STATED EXERCISE -> Please reproduce the records below word for word, starting with the line that contains "Tight-box annotation required for the class wooden" and ending after the line that contains "[0,132,300,168]".

RECORDED INFORMATION ->

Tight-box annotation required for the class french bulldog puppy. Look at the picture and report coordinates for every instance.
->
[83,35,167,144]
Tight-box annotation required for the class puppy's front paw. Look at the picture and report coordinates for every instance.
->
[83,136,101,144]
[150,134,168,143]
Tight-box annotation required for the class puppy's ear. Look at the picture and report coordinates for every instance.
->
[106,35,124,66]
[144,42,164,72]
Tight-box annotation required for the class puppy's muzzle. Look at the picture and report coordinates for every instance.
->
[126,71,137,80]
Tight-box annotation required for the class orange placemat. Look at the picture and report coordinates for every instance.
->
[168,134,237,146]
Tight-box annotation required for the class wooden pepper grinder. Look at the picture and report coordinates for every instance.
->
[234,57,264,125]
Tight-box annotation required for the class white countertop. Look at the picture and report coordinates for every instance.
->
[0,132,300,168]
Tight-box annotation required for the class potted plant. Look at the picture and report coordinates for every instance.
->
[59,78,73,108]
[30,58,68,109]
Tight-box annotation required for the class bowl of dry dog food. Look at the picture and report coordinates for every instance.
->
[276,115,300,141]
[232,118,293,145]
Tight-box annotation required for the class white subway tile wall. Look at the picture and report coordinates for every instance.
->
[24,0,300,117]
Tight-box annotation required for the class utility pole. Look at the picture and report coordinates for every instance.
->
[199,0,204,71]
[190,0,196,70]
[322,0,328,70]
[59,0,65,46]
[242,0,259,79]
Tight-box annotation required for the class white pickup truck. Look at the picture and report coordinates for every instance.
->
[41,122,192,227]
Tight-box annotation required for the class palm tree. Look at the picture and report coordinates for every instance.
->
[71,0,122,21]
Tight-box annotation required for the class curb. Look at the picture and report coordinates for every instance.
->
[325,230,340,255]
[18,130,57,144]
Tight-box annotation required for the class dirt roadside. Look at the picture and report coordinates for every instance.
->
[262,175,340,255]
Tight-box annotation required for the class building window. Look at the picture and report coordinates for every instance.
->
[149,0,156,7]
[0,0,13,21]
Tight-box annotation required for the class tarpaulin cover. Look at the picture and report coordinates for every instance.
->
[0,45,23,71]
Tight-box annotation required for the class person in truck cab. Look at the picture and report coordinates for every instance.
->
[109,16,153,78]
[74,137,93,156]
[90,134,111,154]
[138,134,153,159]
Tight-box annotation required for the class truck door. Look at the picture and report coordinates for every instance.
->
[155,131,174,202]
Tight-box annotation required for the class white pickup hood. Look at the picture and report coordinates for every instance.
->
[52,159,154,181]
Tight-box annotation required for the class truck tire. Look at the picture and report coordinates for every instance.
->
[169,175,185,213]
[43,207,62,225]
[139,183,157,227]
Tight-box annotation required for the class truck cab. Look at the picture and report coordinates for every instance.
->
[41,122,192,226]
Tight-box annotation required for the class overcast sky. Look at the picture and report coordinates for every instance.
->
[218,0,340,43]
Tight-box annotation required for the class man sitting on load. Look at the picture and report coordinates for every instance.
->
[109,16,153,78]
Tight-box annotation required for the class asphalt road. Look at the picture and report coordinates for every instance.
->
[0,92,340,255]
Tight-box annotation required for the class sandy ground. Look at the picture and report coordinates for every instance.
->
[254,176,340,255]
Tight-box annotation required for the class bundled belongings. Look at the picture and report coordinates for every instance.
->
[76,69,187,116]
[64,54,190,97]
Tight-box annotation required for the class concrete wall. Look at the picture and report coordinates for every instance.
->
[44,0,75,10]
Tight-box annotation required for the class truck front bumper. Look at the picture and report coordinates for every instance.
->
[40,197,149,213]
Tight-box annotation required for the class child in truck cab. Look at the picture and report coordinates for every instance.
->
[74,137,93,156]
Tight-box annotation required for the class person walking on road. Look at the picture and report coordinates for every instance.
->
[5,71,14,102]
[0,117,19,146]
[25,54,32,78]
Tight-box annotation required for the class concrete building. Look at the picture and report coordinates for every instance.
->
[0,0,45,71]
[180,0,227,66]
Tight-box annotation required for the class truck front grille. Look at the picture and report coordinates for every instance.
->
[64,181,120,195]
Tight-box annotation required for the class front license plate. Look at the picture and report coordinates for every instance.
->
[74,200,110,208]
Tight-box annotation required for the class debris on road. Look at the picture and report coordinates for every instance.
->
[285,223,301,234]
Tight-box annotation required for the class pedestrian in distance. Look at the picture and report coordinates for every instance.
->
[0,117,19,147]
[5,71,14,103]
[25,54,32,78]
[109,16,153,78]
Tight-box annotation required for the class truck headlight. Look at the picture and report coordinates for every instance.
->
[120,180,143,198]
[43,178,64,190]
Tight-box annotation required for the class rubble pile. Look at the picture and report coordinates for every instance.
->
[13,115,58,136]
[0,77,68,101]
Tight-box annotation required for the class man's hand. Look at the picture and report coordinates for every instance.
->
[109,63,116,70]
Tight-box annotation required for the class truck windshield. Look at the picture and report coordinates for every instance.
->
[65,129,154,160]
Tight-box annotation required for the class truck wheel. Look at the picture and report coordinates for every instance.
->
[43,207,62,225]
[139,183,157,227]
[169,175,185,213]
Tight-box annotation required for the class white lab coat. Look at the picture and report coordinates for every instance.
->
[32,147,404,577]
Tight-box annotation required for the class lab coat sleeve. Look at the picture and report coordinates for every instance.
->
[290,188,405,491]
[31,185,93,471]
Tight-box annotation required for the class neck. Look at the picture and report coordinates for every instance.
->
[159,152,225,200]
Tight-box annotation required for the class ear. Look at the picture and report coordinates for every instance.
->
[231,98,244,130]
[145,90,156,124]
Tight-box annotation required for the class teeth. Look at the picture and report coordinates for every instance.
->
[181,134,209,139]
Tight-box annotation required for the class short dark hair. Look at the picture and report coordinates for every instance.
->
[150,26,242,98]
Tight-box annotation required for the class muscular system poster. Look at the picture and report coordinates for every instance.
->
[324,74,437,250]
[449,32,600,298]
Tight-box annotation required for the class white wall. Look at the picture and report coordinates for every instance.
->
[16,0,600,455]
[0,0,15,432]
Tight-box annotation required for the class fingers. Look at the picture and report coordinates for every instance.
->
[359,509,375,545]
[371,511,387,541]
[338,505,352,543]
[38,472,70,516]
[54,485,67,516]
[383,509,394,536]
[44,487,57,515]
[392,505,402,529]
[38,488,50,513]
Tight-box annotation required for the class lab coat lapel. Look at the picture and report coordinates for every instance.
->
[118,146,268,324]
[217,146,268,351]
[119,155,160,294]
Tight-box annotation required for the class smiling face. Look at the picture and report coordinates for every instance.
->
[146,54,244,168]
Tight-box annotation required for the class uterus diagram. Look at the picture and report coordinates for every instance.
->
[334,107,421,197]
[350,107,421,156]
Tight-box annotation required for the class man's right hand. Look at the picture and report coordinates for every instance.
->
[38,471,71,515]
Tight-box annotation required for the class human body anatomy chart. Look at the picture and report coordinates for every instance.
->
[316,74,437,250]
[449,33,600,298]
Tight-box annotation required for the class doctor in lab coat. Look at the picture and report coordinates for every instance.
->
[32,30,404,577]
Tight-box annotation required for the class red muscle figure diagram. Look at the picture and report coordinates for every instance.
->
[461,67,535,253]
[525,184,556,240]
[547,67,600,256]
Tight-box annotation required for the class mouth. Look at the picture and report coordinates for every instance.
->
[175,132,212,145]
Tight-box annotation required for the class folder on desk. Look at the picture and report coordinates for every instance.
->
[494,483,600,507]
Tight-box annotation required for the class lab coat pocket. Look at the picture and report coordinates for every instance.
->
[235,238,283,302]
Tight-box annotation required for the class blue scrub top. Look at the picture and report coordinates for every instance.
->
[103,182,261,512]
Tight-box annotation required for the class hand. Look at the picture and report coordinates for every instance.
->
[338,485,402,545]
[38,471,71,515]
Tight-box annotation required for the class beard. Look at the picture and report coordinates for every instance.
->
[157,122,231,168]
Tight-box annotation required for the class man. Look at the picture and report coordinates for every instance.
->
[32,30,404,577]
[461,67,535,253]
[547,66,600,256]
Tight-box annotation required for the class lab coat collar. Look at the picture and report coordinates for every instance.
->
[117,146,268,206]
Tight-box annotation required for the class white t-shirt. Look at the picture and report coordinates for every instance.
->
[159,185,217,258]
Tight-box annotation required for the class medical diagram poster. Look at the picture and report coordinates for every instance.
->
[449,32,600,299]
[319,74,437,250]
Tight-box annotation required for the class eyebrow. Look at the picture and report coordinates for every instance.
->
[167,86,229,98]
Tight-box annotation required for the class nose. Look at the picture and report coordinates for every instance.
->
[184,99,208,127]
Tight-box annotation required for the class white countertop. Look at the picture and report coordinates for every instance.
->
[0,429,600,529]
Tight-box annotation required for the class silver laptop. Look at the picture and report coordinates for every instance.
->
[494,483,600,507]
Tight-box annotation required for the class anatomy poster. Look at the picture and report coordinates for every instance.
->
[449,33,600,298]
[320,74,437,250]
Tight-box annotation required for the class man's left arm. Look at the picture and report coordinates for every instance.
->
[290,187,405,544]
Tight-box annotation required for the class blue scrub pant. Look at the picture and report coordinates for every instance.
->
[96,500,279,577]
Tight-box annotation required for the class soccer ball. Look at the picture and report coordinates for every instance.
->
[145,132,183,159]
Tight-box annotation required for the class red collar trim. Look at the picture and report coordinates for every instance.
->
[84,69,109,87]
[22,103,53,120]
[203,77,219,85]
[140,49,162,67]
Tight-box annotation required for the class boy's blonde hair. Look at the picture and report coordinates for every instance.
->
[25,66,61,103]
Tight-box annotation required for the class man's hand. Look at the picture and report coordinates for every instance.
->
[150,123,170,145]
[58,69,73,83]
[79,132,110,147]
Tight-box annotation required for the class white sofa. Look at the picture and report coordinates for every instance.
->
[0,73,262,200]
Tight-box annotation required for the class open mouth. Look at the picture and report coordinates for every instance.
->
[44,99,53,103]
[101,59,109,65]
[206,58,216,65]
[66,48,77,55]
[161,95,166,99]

FULL RESPONSE ->
Tight-box annotation required for the class wooden pepper grinder. Look at the picture and report coordinates for every instance.
->
[234,57,264,125]
Tight-box annotation required for the class white countertop. Look at the picture and report coordinates for every instance.
->
[0,132,300,168]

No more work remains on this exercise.